■ **YOUR TASK**:
The response must consist of the complete listing below, reproduced without alteration.

■ **SUPPLIED MATERIAL**:
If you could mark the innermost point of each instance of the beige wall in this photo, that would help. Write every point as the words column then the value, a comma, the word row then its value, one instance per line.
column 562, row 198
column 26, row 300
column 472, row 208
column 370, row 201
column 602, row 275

■ **SOLUTION TO THE EXERCISE**:
If you could mark the innermost point of each instance of the beige wall in this photo, that would help. Write every point as the words column then the value, a comma, the word row then its value, one instance per line.
column 562, row 198
column 26, row 300
column 472, row 208
column 370, row 201
column 602, row 275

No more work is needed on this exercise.